## AIM OF THE EXERCISE:
Please show every line from the entries that carries the word "rough".

- Opening Delimiter -

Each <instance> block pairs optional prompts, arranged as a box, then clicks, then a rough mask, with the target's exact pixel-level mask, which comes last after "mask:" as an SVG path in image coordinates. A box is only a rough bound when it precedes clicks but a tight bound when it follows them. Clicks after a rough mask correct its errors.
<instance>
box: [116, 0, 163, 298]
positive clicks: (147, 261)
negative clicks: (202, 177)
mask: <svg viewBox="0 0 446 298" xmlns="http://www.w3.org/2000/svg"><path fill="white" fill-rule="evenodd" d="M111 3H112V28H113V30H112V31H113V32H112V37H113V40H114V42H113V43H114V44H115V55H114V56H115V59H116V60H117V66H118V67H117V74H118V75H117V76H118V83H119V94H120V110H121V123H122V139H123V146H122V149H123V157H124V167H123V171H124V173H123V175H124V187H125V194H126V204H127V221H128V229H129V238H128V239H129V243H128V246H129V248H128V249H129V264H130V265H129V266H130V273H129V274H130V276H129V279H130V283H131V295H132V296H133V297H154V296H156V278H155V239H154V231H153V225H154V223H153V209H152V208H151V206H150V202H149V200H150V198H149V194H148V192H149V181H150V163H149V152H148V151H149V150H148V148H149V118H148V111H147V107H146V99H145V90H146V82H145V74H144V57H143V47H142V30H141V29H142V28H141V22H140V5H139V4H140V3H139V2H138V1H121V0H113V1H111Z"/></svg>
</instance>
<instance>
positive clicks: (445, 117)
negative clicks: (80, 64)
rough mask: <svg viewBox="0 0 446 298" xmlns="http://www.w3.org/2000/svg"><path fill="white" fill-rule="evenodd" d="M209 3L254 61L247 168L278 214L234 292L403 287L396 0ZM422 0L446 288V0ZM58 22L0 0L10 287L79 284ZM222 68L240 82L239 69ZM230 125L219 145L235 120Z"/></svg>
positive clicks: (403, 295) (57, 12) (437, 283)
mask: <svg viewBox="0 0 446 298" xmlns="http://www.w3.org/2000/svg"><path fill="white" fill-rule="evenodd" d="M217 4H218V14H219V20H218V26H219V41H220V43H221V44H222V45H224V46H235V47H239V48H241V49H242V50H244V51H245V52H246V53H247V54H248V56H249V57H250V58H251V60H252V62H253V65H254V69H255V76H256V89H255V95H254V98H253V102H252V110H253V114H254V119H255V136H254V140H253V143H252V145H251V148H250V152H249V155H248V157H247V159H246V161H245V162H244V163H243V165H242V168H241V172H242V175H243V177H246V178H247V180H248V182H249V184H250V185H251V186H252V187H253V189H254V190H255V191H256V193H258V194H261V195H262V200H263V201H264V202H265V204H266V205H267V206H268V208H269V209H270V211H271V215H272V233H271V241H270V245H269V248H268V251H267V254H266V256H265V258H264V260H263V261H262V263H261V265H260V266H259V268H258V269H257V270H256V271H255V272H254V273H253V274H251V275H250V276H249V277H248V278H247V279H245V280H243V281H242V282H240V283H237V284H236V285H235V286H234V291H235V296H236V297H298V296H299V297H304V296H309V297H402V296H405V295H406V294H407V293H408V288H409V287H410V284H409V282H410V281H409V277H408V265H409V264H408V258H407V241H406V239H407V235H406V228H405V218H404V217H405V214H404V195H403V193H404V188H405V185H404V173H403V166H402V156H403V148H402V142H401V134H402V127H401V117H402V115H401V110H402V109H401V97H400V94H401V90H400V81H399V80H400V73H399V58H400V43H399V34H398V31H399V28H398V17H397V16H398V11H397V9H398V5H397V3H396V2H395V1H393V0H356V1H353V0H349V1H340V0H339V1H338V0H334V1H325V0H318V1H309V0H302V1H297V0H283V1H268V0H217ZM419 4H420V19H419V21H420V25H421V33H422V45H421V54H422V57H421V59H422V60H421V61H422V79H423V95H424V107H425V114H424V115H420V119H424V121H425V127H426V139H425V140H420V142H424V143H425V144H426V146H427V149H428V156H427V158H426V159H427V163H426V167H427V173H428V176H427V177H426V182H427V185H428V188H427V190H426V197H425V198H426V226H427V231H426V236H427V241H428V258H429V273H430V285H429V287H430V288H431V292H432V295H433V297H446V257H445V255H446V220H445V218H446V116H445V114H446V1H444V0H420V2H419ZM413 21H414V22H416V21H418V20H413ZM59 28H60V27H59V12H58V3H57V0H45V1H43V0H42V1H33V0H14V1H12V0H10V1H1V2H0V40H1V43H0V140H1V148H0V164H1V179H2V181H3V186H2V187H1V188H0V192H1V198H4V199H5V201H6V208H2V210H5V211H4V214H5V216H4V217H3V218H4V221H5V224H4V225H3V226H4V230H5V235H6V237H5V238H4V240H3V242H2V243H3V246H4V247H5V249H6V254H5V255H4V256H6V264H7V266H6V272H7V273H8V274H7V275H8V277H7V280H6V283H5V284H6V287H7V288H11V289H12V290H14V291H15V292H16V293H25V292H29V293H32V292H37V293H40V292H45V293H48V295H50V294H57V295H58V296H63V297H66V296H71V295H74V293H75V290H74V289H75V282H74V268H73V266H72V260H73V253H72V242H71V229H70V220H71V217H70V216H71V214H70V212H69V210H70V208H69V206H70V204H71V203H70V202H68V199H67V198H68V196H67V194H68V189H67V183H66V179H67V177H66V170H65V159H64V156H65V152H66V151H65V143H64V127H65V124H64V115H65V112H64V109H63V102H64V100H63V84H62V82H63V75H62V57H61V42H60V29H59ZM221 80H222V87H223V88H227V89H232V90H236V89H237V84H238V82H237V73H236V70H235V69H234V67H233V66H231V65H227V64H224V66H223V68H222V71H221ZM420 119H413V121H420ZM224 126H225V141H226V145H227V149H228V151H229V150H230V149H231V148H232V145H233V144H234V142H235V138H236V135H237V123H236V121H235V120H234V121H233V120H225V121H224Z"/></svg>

- Closing Delimiter -

## ANSWER FOR THIS EXERCISE:
Each <instance> block pairs optional prompts, arranged as a box, then clicks, then a rough mask, with the target's exact pixel-level mask, which comes last after "mask:" as an SVG path in image coordinates. A box is only a rough bound when it precedes clicks but a tight bound when it follows them. Clicks after a rough mask correct its errors.
rough mask: <svg viewBox="0 0 446 298" xmlns="http://www.w3.org/2000/svg"><path fill="white" fill-rule="evenodd" d="M209 3L254 61L247 168L278 214L234 292L403 287L396 0ZM422 0L446 288V0ZM58 22L0 0L10 287L79 284ZM222 68L240 82L239 69ZM230 125L219 145L235 120Z"/></svg>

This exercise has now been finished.